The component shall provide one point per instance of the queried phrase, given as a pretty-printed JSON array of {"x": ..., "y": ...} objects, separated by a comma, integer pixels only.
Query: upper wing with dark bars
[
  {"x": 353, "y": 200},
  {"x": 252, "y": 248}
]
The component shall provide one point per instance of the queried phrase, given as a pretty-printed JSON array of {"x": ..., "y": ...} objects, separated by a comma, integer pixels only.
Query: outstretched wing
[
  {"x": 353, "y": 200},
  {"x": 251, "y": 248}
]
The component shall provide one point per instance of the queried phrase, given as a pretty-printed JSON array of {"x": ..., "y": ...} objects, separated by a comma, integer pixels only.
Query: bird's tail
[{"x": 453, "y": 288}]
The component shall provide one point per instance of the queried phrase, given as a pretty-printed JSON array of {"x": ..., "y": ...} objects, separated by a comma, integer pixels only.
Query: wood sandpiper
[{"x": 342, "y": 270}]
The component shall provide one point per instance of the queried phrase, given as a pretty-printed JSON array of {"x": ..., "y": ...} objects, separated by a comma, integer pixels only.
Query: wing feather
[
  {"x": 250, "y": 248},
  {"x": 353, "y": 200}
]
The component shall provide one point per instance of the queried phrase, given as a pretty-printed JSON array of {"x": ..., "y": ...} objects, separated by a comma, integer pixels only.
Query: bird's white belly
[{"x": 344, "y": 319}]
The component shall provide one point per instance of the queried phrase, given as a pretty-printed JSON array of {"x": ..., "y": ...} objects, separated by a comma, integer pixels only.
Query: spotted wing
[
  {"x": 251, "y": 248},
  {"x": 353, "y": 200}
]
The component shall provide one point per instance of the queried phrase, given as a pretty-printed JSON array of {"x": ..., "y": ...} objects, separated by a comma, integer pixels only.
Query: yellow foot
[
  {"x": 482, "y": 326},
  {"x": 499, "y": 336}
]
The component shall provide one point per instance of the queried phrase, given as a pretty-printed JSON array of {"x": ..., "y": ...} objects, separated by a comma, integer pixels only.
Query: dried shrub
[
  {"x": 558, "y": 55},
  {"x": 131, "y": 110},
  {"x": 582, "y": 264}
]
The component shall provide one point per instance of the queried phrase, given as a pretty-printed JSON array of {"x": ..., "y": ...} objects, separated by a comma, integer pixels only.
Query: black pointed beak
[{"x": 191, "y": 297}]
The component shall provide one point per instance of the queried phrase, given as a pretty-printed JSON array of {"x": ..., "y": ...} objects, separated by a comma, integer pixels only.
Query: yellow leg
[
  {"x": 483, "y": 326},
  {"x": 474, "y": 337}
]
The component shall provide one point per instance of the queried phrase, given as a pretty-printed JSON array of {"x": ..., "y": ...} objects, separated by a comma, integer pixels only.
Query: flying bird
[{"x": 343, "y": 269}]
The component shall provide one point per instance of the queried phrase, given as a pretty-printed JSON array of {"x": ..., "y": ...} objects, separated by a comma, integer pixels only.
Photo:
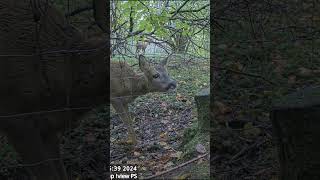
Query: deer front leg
[{"x": 122, "y": 109}]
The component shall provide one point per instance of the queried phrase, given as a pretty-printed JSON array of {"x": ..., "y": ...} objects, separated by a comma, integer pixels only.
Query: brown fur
[{"x": 126, "y": 85}]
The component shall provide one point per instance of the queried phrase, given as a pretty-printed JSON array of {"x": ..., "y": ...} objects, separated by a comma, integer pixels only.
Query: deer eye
[{"x": 155, "y": 76}]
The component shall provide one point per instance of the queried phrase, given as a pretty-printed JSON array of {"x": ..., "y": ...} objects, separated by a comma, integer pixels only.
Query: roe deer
[
  {"x": 126, "y": 85},
  {"x": 49, "y": 76},
  {"x": 141, "y": 47}
]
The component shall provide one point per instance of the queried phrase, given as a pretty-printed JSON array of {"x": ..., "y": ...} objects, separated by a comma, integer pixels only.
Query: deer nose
[{"x": 172, "y": 85}]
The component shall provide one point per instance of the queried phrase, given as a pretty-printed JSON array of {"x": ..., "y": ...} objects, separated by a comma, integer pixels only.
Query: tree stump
[
  {"x": 203, "y": 101},
  {"x": 296, "y": 124}
]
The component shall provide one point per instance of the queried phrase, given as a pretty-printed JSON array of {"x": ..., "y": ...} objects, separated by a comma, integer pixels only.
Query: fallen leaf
[
  {"x": 169, "y": 164},
  {"x": 177, "y": 155},
  {"x": 304, "y": 72},
  {"x": 136, "y": 153},
  {"x": 201, "y": 149},
  {"x": 163, "y": 134},
  {"x": 221, "y": 108},
  {"x": 292, "y": 79}
]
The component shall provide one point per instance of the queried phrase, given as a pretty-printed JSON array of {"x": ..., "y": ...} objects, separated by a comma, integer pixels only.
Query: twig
[
  {"x": 177, "y": 167},
  {"x": 246, "y": 74}
]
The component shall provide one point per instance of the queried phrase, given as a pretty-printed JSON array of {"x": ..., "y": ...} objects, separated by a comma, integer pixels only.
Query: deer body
[
  {"x": 32, "y": 82},
  {"x": 126, "y": 85}
]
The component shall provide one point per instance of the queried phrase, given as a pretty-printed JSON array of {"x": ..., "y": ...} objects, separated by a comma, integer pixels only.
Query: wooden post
[{"x": 296, "y": 124}]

[YOUR INSTRUCTIONS] Since the copy must exclude the pictures, transcribe only the text of the records, word for word.

[EXERCISE SOLUTION]
The component shall provide one point per instance of the queried phrase, given as a pretty-printed JSON array of {"x": ..., "y": ...} objects, separated by a comma, integer pixels only.
Query: upper wing with dark bars
[
  {"x": 353, "y": 200},
  {"x": 252, "y": 248}
]
The component shall provide one point per instance of the queried phrase, given as a pretty-printed JSON array of {"x": ..., "y": ...} objects, separated by a comma, integer pixels only.
Query: outstretched wing
[
  {"x": 353, "y": 200},
  {"x": 251, "y": 248}
]
The component shall provide one point per instance of the queried phrase, given as a pretty-printed JSON array of {"x": ..., "y": ...} objects, separated by a comma, integer pixels only.
Query: bird's tail
[{"x": 453, "y": 288}]
The component shall provide one point per instance of the queried phrase, given as a pretty-printed JSON array of {"x": ..., "y": ...} objects, separated by a comma, integer pixels only.
Query: wood sandpiper
[{"x": 342, "y": 270}]
The component shall provide one point per instance of the queried phrase, given as a pretty-printed JSON array of {"x": ..., "y": ...} objects, separated by a comma, integer pixels only.
Query: wing feather
[
  {"x": 250, "y": 248},
  {"x": 353, "y": 200}
]
The component shall provide one point per instance of the queried phrase, given as a pretty-printed JSON array of {"x": ..., "y": ...} objects, separated by a comma, integer pixels only.
Query: bird's white belly
[{"x": 344, "y": 319}]
The component shall provide one point per instance of the queried phrase, given as a pretty-printed JSON array of {"x": ..., "y": ...} objects, separated by a comma, integer pixels only.
Query: spotted wing
[
  {"x": 251, "y": 248},
  {"x": 353, "y": 200}
]
The component shall provide one point per instance of the queried phrase, given as a pretty-printed JSON array of {"x": ..., "y": ...} objects, separated by a comma, integer pixels only.
Query: yellow foot
[
  {"x": 482, "y": 326},
  {"x": 499, "y": 336}
]
The component shall provide one point per instance of the queried phrase, given as a pretty-printed JSON array of {"x": ..., "y": ...} objects, separated by a comma, integer pixels only.
Query: dried shrub
[
  {"x": 558, "y": 55},
  {"x": 131, "y": 110},
  {"x": 582, "y": 264}
]
The component shall provide one point per instance of the queried phrase, given as a pretty-printed JSON array of {"x": ..., "y": ...} objects, separated by a comma, integer pixels only.
Query: black pointed beak
[{"x": 191, "y": 297}]
The component shall provide one point per instance of the queried phrase, given as a pretty-printed JSON array of {"x": ..., "y": ...} objects, separated by a comma, integer pixels only.
Query: yellow leg
[
  {"x": 483, "y": 326},
  {"x": 474, "y": 337}
]
The component shall provide one point per instance of the queried phrase, given as a pretty-printed JSON array of {"x": ..., "y": ...} objects, separated by a comma, integer pixels only.
Query: flying bird
[{"x": 343, "y": 269}]
The component shall provide one point per instance of the queried phrase, given as a pretty-printed JSON array of {"x": ..., "y": ...} objects, separated by a comma, integer pixels only.
Photo:
Query: deer front leg
[{"x": 122, "y": 109}]
The component shall provide one point per instance of the queried phrase, given as a pretty-printed JSON array of {"x": ..., "y": ...} objects, separated by a comma, integer pixels only.
Query: brown fur
[{"x": 126, "y": 85}]
The component shall provide one point per instance of the queried phrase, given as a pretty-printed JSON array of {"x": ..., "y": ...} objects, separated by a comma, integer pixels only.
Query: deer eye
[{"x": 155, "y": 76}]
The component shall provide one point per instance of the queried phrase, given as a pretty-printed JSON array of {"x": ..., "y": ...} objects, separated by a comma, integer pixels only.
Query: roe deer
[
  {"x": 126, "y": 85},
  {"x": 49, "y": 76},
  {"x": 141, "y": 47}
]
The component shall provide one point per instance of the queried phrase, given as a pretty-printed JSON array of {"x": ..., "y": ...} objects, separated by a comma, integer pixels only.
Query: deer nose
[{"x": 172, "y": 85}]
The component shall provide one point per instance of the queried phrase, given as a pretty-printed JSON array of {"x": ..., "y": ...} objects, separated by a comma, integer pixels only.
Query: tree stump
[
  {"x": 203, "y": 101},
  {"x": 296, "y": 124}
]
The component shall provide one point per instance of the queried phrase, given as a pretty-printed JSON array of {"x": ..., "y": ...} objects, separated by a comma, integer pixels only.
Query: fallen leaf
[
  {"x": 169, "y": 164},
  {"x": 177, "y": 155},
  {"x": 304, "y": 72},
  {"x": 136, "y": 153},
  {"x": 201, "y": 149},
  {"x": 163, "y": 134},
  {"x": 221, "y": 108},
  {"x": 292, "y": 79}
]
The component shall provide one point per instance of the queried phrase, given as a pretty-printed JSON array of {"x": ..., "y": ...} objects, separated by a comma, integer pixels only.
Query: twig
[
  {"x": 177, "y": 167},
  {"x": 246, "y": 74}
]
The component shall provide one point per instance of the queried phrase, given as a pretty-printed JSON array of {"x": ..., "y": ...} objects, separated by a comma, integer pixels only.
Query: deer body
[
  {"x": 32, "y": 82},
  {"x": 126, "y": 85}
]
The component shall provide one point per instance of the queried phrase, given as a pretty-printed JSON array of {"x": ..., "y": ...} objects, separated by a comma, integer pixels only.
Query: wooden post
[{"x": 296, "y": 124}]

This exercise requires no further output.